[Region pointing data]
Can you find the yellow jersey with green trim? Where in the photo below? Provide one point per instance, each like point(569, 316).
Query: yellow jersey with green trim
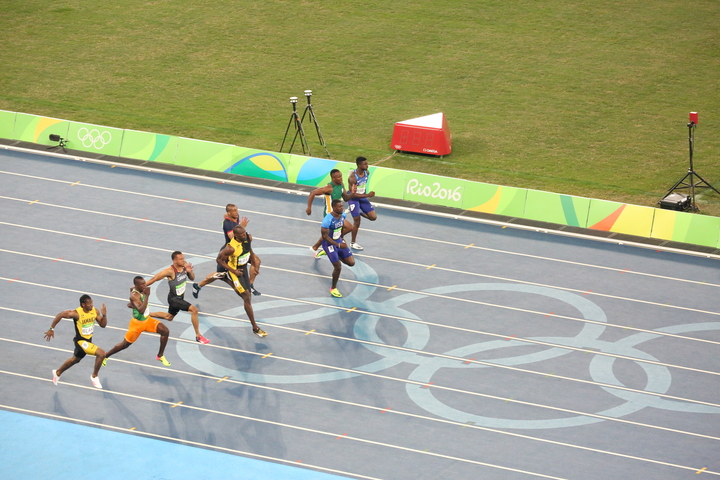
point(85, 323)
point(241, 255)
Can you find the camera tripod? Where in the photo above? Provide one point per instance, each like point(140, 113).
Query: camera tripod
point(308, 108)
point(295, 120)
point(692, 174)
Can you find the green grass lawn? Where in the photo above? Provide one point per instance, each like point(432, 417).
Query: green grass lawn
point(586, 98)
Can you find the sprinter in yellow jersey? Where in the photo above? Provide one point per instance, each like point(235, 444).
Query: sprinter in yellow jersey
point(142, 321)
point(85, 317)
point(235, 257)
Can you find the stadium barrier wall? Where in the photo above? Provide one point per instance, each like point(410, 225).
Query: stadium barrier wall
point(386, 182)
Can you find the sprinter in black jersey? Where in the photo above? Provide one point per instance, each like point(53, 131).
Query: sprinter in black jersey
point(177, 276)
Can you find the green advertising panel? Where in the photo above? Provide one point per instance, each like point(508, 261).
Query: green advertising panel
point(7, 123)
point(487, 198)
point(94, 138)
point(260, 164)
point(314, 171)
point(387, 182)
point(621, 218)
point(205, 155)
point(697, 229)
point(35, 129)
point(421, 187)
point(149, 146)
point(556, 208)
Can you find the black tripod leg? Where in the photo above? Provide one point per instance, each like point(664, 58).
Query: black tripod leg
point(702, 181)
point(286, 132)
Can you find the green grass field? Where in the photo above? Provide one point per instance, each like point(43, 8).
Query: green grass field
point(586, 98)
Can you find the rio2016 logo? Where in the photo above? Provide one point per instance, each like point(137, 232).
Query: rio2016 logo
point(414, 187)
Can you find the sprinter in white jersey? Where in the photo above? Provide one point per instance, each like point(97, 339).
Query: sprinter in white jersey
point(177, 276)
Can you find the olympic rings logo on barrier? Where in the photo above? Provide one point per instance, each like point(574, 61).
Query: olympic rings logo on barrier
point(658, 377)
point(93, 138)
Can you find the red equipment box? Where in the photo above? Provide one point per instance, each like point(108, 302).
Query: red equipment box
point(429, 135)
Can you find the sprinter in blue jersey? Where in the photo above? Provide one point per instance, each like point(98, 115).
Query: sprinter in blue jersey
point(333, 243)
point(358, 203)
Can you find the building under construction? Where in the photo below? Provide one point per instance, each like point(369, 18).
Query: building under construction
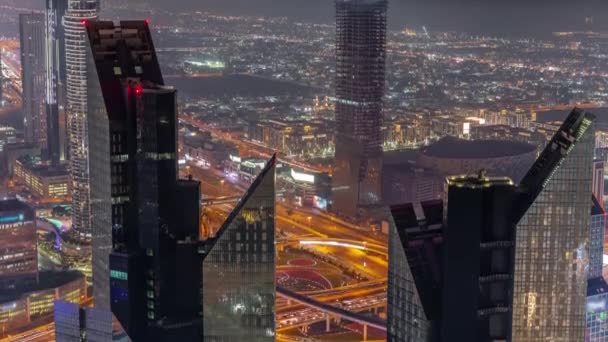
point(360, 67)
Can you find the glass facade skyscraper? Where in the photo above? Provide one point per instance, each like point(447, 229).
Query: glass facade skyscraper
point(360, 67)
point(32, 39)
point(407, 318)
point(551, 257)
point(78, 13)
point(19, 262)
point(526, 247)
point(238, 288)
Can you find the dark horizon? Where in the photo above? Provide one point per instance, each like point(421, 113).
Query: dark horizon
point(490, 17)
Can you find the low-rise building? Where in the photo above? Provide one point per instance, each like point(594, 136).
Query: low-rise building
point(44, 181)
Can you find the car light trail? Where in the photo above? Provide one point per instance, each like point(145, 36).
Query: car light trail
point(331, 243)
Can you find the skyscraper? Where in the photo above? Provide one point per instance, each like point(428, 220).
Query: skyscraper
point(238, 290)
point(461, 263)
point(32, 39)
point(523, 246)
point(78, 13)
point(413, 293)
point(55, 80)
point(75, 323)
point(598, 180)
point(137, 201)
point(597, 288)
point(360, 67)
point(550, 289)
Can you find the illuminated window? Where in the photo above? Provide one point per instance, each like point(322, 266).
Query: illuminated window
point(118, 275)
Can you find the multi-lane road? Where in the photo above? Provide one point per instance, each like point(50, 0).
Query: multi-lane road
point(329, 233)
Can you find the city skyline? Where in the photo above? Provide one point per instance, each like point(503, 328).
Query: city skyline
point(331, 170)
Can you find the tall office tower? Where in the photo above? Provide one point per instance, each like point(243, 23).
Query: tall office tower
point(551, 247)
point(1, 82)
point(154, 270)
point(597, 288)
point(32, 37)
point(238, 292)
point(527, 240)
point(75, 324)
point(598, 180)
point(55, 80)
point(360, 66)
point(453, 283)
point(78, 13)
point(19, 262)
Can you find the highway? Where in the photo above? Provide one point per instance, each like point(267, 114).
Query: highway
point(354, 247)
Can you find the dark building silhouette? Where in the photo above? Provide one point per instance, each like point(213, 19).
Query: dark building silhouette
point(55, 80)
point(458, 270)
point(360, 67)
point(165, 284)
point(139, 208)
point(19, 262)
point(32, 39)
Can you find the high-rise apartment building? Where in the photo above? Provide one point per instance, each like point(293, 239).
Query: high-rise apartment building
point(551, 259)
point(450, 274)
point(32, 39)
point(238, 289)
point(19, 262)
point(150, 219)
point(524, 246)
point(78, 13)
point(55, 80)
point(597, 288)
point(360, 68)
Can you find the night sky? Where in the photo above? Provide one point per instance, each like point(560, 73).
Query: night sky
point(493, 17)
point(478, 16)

Problem statement: Each line from the one containing "Can you find the night" to the end of the records should be echoed exactly, and no other line.

Response to this exercise:
Can you find the night sky? Where in the photo above? Provide one point per instance, each like point(560, 73).
Query: night sky
point(493, 17)
point(478, 16)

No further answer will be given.